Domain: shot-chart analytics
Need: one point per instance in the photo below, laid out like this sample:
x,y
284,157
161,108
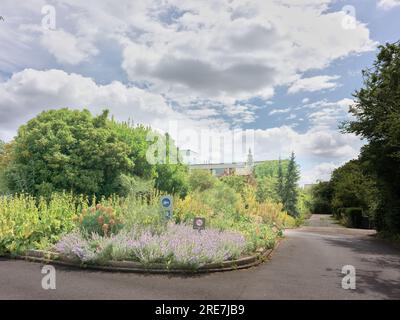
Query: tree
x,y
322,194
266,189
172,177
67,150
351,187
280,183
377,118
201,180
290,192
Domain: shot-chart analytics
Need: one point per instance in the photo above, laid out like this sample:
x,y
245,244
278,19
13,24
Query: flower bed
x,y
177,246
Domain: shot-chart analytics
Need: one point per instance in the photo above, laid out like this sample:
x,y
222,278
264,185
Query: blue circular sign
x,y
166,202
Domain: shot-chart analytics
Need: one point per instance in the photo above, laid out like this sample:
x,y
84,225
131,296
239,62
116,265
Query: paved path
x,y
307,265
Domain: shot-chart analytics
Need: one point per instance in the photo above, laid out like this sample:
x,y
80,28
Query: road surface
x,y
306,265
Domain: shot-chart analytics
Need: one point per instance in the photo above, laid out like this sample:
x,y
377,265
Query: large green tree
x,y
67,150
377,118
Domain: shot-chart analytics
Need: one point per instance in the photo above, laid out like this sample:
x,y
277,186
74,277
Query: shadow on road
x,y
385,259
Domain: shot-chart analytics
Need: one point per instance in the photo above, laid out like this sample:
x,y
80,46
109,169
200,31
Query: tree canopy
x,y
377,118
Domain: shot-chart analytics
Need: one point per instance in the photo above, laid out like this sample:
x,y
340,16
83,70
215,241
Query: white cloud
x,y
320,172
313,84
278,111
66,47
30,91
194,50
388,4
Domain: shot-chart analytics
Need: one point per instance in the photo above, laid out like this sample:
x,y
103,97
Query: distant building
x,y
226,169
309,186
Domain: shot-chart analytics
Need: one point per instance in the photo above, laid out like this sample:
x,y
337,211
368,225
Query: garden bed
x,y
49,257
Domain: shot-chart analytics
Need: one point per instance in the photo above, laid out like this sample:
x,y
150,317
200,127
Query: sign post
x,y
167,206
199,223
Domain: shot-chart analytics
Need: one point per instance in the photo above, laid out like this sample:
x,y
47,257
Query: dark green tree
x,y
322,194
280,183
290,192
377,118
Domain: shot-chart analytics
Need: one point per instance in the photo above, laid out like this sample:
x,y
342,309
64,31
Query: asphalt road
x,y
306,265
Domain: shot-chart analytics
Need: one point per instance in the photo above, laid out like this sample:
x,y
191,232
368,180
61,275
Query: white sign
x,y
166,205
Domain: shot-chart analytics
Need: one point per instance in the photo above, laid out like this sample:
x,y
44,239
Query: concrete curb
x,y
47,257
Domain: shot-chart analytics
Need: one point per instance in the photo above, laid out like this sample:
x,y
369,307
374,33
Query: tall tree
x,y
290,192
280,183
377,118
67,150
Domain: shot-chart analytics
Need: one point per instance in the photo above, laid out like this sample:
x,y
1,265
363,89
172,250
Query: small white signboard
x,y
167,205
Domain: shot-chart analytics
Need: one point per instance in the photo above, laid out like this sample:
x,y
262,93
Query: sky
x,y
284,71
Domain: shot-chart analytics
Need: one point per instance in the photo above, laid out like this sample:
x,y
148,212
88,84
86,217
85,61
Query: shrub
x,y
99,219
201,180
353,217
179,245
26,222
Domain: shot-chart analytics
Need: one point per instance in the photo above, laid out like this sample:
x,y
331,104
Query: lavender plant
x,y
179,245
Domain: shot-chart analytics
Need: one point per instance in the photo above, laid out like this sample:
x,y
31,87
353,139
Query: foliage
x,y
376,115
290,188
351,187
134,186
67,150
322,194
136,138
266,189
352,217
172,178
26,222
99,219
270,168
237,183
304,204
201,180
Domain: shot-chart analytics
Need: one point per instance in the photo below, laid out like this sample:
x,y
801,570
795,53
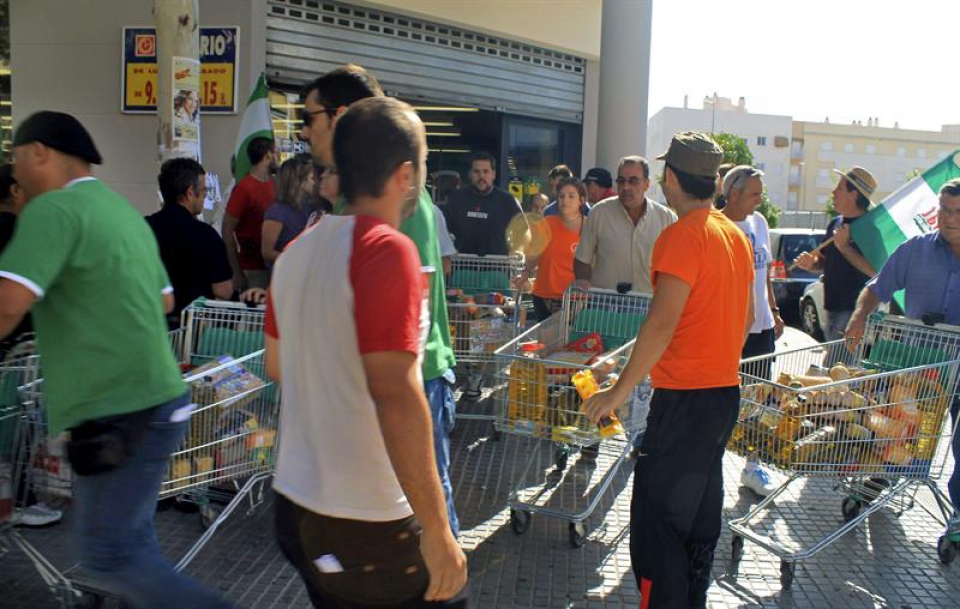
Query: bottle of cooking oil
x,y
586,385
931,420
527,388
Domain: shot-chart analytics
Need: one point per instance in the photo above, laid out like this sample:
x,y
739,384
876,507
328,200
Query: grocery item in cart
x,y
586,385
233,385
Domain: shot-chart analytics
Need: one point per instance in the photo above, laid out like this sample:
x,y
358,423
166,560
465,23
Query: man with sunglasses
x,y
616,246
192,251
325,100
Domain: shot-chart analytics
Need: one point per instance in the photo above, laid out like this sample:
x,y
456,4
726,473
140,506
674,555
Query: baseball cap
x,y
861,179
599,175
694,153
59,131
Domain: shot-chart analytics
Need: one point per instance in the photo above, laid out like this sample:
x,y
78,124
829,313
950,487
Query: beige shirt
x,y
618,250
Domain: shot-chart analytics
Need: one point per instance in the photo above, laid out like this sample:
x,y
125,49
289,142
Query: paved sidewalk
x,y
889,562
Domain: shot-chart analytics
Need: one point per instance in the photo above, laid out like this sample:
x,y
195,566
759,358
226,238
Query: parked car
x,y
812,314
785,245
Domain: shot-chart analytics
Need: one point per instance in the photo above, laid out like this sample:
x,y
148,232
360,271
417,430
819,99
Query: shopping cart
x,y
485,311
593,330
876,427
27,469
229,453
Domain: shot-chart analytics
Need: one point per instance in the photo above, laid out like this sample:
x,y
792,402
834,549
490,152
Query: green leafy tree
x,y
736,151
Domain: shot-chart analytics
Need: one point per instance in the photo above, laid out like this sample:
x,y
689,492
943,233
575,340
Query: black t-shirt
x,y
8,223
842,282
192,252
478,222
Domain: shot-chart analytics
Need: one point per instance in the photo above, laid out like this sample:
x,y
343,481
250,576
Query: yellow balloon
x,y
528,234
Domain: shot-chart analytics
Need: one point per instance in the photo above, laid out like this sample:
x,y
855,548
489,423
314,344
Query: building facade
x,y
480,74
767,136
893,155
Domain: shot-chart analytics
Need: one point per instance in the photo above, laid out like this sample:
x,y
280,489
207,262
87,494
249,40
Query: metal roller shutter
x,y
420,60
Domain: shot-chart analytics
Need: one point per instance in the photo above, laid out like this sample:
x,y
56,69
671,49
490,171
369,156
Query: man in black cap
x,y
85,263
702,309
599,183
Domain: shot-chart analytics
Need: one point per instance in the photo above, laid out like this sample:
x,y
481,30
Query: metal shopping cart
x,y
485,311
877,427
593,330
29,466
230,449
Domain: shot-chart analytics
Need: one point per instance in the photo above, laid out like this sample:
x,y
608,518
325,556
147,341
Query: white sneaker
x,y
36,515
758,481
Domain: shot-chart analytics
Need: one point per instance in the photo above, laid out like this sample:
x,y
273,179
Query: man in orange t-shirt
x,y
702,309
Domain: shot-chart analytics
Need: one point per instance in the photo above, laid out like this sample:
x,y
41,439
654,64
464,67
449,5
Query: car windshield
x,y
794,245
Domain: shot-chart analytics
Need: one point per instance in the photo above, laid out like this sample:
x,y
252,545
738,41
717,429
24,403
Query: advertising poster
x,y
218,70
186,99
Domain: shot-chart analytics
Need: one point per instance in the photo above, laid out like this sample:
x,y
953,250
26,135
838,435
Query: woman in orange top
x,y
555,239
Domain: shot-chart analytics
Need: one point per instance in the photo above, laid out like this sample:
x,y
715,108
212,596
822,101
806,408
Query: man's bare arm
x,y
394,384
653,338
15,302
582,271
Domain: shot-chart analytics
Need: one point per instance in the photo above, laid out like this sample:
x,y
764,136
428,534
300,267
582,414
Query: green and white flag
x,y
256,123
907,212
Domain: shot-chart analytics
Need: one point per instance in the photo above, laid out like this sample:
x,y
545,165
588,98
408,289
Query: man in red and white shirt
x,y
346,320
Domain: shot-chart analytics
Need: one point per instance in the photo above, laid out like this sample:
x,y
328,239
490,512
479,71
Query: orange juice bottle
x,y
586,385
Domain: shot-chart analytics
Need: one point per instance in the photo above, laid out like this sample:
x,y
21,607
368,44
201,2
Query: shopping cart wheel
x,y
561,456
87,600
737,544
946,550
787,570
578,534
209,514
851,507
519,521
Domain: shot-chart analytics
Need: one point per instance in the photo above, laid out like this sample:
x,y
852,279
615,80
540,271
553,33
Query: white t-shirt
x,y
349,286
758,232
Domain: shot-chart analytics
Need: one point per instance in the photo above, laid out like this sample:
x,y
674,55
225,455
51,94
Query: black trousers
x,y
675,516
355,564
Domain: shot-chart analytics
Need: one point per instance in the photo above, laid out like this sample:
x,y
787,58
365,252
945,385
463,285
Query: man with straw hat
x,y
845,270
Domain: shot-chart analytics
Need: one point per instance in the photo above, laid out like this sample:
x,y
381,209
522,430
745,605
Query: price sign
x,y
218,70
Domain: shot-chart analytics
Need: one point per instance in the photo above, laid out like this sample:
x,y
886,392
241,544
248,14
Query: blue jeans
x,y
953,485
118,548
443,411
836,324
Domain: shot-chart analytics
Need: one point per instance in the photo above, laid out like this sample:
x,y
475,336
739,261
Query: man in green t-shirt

-.-.-

__Task prompt__: Count the lines in the records that contain the word "green", and reply with that number alone.

__Completed exercise__: 5